▶ **Supplied information**
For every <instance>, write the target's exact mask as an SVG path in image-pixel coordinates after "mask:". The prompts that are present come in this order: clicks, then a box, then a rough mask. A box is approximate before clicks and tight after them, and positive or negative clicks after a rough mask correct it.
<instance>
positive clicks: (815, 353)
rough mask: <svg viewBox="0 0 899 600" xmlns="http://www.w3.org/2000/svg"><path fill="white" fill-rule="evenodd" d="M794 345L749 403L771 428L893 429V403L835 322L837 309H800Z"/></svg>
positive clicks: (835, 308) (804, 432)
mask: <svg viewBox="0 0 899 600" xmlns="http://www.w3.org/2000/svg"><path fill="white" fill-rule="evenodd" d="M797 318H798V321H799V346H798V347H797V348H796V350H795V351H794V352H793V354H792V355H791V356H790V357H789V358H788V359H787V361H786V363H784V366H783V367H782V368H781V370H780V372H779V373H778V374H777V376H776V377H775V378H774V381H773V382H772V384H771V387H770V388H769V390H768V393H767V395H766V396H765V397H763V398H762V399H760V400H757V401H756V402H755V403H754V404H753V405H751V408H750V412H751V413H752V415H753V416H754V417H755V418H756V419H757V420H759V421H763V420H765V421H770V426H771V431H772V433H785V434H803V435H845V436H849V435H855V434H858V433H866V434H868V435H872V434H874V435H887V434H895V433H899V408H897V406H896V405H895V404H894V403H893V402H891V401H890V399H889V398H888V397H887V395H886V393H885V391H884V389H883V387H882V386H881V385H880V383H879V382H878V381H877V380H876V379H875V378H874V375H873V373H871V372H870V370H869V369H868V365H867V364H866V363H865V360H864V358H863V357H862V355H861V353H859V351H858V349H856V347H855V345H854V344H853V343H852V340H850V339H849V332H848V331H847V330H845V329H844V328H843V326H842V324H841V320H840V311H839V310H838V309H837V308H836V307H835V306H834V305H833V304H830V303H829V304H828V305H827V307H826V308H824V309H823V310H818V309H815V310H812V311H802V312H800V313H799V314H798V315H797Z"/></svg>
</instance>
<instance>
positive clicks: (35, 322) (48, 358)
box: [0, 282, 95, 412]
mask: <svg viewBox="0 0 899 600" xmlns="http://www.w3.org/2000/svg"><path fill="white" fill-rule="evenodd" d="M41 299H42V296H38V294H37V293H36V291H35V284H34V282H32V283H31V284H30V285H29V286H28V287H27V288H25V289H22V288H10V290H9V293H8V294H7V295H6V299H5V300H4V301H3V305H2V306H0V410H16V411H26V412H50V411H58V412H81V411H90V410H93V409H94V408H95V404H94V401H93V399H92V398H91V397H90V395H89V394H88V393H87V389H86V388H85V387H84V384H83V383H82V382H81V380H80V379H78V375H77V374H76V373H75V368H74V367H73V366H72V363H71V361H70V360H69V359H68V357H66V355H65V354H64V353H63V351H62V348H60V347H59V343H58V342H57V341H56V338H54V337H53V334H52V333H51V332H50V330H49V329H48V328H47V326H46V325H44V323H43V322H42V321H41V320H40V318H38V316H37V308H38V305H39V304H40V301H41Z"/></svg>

▶ **Required action**
Output the data above again, line for line, reproducing every character without change.

▶ **Solution to the exercise**
For every <instance>, write the target's exact mask as an SVG path in image-pixel coordinates after "mask:". The prompts that are present come in this order: clicks, then a box, then a rough mask. A box is approximate before clicks and tight after them, and positive or negative clicks after a rough mask correct it.
<instance>
positive clicks: (815, 353)
rough mask: <svg viewBox="0 0 899 600" xmlns="http://www.w3.org/2000/svg"><path fill="white" fill-rule="evenodd" d="M794 345L749 403L771 428L893 429V403L835 322L837 309H800Z"/></svg>
positive clicks: (835, 308) (804, 432)
mask: <svg viewBox="0 0 899 600" xmlns="http://www.w3.org/2000/svg"><path fill="white" fill-rule="evenodd" d="M797 318H798V321H799V346H798V347H797V348H796V350H795V351H794V352H793V354H792V355H791V356H790V357H789V358H788V359H787V361H786V363H784V366H783V367H782V368H781V370H780V372H779V373H778V374H777V376H776V377H775V378H774V381H773V382H772V384H771V387H770V388H769V390H768V393H767V395H766V396H765V397H763V398H762V399H760V400H757V401H756V402H755V403H754V404H753V405H751V408H750V412H751V413H752V415H753V416H754V417H755V418H756V419H757V420H759V421H763V420H765V421H770V426H771V431H772V433H785V434H803V435H845V436H849V435H855V434H858V433H866V434H868V435H872V434H874V435H887V434H895V433H899V408H897V406H896V405H895V404H894V403H893V402H891V401H890V399H889V398H888V397H887V395H886V393H885V391H884V389H883V387H882V386H881V385H880V383H879V382H878V381H877V380H876V379H875V378H874V375H873V373H871V372H870V370H869V369H868V365H867V364H866V363H865V360H864V358H863V357H862V355H861V353H859V351H858V349H856V347H855V345H854V344H853V343H852V340H850V339H849V332H848V331H847V330H845V329H844V328H843V326H842V324H841V320H840V311H839V310H838V309H837V308H836V307H835V306H834V305H833V304H830V303H829V304H828V305H827V307H826V308H824V309H823V310H818V309H815V310H812V311H802V312H800V313H799V314H798V315H797Z"/></svg>
</instance>
<instance>
positive clicks: (35, 322) (48, 358)
box: [0, 282, 95, 412]
mask: <svg viewBox="0 0 899 600" xmlns="http://www.w3.org/2000/svg"><path fill="white" fill-rule="evenodd" d="M41 299H42V296H38V294H37V293H36V291H35V284H34V282H32V283H31V284H30V285H29V286H28V287H27V288H25V289H22V288H10V290H9V293H8V294H7V295H6V299H5V300H4V301H3V305H2V306H0V410H16V411H26V412H50V411H58V412H81V411H90V410H93V409H94V408H95V404H94V401H93V399H92V398H91V397H90V395H89V394H88V393H87V389H86V388H85V387H84V384H83V383H82V382H81V380H80V379H78V375H77V374H76V373H75V368H74V367H73V366H72V363H71V361H70V360H69V359H68V357H66V355H65V354H64V353H63V351H62V348H60V347H59V343H58V342H57V341H56V338H54V337H53V334H52V333H51V332H50V330H49V329H48V328H47V326H46V325H44V323H43V322H42V321H41V320H40V318H38V316H37V308H38V305H39V304H40V301H41Z"/></svg>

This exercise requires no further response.